> Goal
Print every one of the entries below verbatim, keeping each line unchanged.

> Given records

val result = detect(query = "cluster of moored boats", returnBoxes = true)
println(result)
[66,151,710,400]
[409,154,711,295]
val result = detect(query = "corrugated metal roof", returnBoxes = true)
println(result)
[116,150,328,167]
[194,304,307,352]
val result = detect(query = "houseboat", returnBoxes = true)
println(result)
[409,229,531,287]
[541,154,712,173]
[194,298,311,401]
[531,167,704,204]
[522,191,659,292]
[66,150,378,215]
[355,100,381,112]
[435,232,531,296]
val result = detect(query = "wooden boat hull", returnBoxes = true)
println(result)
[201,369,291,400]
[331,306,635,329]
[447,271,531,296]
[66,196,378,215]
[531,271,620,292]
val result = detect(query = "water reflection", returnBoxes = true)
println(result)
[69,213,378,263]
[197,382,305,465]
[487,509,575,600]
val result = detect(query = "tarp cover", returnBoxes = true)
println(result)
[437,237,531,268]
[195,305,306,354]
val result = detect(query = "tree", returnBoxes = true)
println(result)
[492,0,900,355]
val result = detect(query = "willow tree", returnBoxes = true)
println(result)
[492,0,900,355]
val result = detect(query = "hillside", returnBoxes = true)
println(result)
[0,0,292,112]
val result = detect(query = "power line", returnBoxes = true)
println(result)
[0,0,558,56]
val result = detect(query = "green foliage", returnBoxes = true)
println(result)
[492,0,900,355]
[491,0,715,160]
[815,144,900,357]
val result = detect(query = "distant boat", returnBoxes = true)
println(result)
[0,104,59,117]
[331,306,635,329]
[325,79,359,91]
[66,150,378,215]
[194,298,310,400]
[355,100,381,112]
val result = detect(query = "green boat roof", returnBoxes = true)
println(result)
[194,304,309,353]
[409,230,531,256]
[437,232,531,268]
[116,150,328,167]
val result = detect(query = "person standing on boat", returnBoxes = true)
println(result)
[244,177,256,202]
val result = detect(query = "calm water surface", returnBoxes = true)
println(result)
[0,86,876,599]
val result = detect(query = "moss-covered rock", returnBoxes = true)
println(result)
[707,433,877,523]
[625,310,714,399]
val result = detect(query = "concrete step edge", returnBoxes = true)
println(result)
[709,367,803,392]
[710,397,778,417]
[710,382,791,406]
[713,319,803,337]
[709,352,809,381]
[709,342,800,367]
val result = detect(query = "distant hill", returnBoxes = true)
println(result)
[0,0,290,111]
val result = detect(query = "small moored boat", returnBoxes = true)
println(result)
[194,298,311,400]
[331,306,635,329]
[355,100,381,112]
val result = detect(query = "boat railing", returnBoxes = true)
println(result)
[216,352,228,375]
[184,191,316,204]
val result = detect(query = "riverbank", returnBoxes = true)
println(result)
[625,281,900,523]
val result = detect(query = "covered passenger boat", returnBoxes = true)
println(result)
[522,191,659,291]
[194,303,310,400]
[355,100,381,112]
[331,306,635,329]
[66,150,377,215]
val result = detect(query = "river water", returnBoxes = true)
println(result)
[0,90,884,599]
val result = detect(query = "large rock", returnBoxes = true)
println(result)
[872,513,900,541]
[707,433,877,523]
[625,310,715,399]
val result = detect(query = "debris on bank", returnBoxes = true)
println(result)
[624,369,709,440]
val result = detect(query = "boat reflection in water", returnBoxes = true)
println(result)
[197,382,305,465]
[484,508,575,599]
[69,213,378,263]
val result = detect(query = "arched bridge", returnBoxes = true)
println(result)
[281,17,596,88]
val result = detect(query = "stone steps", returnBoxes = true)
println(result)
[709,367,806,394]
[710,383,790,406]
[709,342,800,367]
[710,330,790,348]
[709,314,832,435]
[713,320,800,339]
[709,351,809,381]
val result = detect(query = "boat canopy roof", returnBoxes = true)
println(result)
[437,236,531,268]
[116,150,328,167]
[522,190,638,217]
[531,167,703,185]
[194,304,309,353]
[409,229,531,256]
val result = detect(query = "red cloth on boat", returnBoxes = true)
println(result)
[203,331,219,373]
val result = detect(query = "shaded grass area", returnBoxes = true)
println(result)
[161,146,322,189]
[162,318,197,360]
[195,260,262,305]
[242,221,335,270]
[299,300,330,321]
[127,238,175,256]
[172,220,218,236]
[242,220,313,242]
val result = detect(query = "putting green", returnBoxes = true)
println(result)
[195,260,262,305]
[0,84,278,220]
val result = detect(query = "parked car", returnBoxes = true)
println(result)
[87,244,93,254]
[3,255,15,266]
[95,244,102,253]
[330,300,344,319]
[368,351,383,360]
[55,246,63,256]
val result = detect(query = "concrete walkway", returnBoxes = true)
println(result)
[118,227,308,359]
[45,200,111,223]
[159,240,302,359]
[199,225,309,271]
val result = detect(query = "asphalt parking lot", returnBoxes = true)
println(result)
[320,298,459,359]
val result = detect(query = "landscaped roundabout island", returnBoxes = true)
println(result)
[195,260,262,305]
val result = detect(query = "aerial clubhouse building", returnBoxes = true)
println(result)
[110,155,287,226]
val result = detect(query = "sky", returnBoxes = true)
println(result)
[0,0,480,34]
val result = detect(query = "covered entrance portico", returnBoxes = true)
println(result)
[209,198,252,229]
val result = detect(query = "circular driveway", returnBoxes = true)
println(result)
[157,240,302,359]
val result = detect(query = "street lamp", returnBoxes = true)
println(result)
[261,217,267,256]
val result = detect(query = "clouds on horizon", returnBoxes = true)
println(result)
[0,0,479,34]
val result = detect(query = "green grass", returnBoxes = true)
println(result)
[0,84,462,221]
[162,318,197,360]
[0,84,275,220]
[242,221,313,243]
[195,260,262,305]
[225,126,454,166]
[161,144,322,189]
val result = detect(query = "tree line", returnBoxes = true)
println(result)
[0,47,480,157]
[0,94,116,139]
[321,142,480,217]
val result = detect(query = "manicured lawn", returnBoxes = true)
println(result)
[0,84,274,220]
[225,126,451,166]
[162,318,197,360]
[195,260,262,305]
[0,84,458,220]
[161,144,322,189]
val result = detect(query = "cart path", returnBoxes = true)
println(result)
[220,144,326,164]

> Full output
val result = detect(query = "cluster of moored boats", returnBoxes = true)
println(result)
[66,151,710,400]
[409,154,711,295]
val result = detect(query = "corrugated metal roof", returnBoxes = true)
println(result)
[116,150,328,167]
[194,304,307,352]
val result = detect(query = "houseboat", returnBoxes = true)
println(result)
[409,229,531,287]
[541,154,712,173]
[194,298,311,401]
[531,167,704,204]
[522,191,659,292]
[66,150,378,215]
[355,100,381,112]
[435,232,531,296]
val result = detect(query = "wooden boat hull", returnBoxes = true)
println(result)
[201,369,291,400]
[331,306,635,329]
[447,271,531,296]
[66,196,378,215]
[531,271,620,292]
val result = detect(query = "water reflection", returnBoxes = true)
println(result)
[69,213,378,263]
[197,382,305,465]
[487,509,575,600]
val result = detect(query = "tarp cover", returnBoxes = true)
println(result)
[437,237,531,268]
[195,305,306,354]
val result = detect(query = "tree", returnBoxes = true)
println(result)
[492,0,900,355]
val result = detect(query = "willow tree", returnBoxes = true)
println(result)
[492,0,900,355]
val result = detect(query = "hillside", returnBoxes = true)
println(result)
[0,0,292,112]
val result = detect(query = "power line", returnBoxes = true)
println(result)
[0,0,558,56]
val result = detect(query = "green foliage", returnBoxes = true)
println(result)
[492,0,900,355]
[491,0,715,160]
[815,144,900,357]
val result = detect(query = "distant boat", returnBoxes = true)
println(result)
[0,104,59,117]
[331,306,635,329]
[325,79,359,91]
[66,150,378,215]
[194,298,310,400]
[355,100,381,112]
val result = detect(query = "green boat roof", returnBoxes = true)
println(result)
[194,304,309,353]
[409,230,531,256]
[437,232,531,268]
[116,150,328,167]
val result = detect(query = "person standing on boat", returnBoxes = true)
println(result)
[244,177,256,202]
val result = detect(query = "calm water surface", returnBoxes = true)
println(result)
[0,86,876,599]
val result = detect(query = "moss-covered rock", returnBoxes = true)
println(result)
[707,433,877,523]
[625,310,714,399]
val result = detect(query = "concrete step edge", returnBoxes = true)
println(result)
[709,367,803,392]
[710,397,778,417]
[710,382,791,406]
[713,319,803,337]
[709,352,809,381]
[709,342,800,367]
val result = detect(query = "distant hill", returnBoxes = true)
println(result)
[0,0,290,111]
val result = detect(query = "small moored boat", returnBoxes = true)
println(result)
[194,298,311,400]
[331,306,635,329]
[355,100,381,112]
val result = detect(query = "boat railing", returnBoxes = true)
println(result)
[216,352,228,375]
[184,191,316,204]
val result = detect(query = "riverbank", returnBoxes = true)
println(result)
[625,281,900,523]
val result = detect(query = "covered passenger boat", returnBoxes = true)
println(result)
[522,191,659,291]
[194,303,310,400]
[355,100,381,112]
[331,306,635,329]
[66,150,377,215]
val result = detect(query = "river water", returnBoxes = true)
println(result)
[0,90,884,599]
val result = detect(query = "large rock", returnBoxes = true)
println(result)
[872,513,900,541]
[707,433,877,523]
[625,310,715,399]
val result = detect(query = "debris on bank", returnBoxes = true)
println(result)
[624,369,709,440]
val result = detect(query = "boat reflection in water", returnBoxes = true)
println(result)
[197,382,305,465]
[484,508,575,599]
[69,213,378,263]
val result = detect(query = "arched bridge", returnBoxes = true)
println(result)
[281,17,596,88]
val result = detect(query = "stone steps", returnBoxes = true)
println(result)
[709,367,806,394]
[710,383,790,406]
[709,342,800,367]
[710,330,790,348]
[709,314,832,435]
[713,320,800,339]
[709,351,809,381]
val result = detect(query = "boat canopy roof", returnBoxes = true)
println(result)
[437,236,531,268]
[116,150,328,167]
[522,190,638,217]
[531,167,703,185]
[194,304,309,353]
[409,229,531,256]
val result = detect(query = "red cloth on boat", returnBoxes = true)
println(result)
[203,331,219,373]
val result = detect(query = "shaded grass area", returnBoxes = true)
println(result)
[161,146,322,189]
[162,318,197,360]
[195,260,262,305]
[242,221,335,270]
[299,300,330,321]
[127,238,175,256]
[172,220,218,236]
[242,220,313,242]
val result = detect(query = "putting green", returnBoxes = true)
println(result)
[195,260,262,305]
[0,84,278,220]
val result = detect(query = "parked car", returnBoxes = true)
println(result)
[87,244,93,254]
[3,255,15,266]
[95,244,102,253]
[330,300,344,319]
[368,351,383,360]
[55,246,63,256]
val result = detect(query = "concrete walkway", returnBoxes = true)
println(result)
[118,227,308,359]
[45,200,111,223]
[159,240,302,359]
[199,225,309,271]
val result = detect(query = "asphalt parking lot", returnBoxes = true)
println(result)
[320,298,459,359]
val result = detect(query = "landscaped roundabout island", returnBoxes = true)
println(result)
[195,260,262,305]
val result = detect(query = "aerial clubhouse building", returnBoxes = true)
println(result)
[110,155,287,226]
val result = detect(query = "sky", returnBoxes = true)
println(result)
[0,0,480,34]
val result = detect(query = "covered entrance portico", returnBoxes = true)
println(result)
[209,198,252,229]
val result = detect(query = "circular driveway", returnBoxes = true)
println(result)
[157,240,302,359]
val result = detect(query = "street lamp", returnBoxes = true)
println(result)
[261,217,267,256]
val result = detect(query = "clouds on horizon", returnBoxes = true)
println(result)
[0,0,479,34]
val result = detect(query = "green grass", returnBoxes = true)
println(result)
[0,84,462,221]
[162,318,197,360]
[0,84,275,220]
[242,221,313,243]
[195,260,262,305]
[225,126,454,166]
[161,144,322,189]
val result = detect(query = "tree line", returnBoxes = true)
println(result)
[0,47,480,157]
[0,94,116,139]
[321,142,480,217]
val result = detect(query = "manicured lawn", returnBoxes = true)
println(result)
[0,84,274,220]
[225,126,451,166]
[162,318,197,360]
[195,260,262,305]
[0,84,458,220]
[161,144,322,189]
val result = detect(query = "cart path", returnBoxes = true)
println(result)
[220,144,326,164]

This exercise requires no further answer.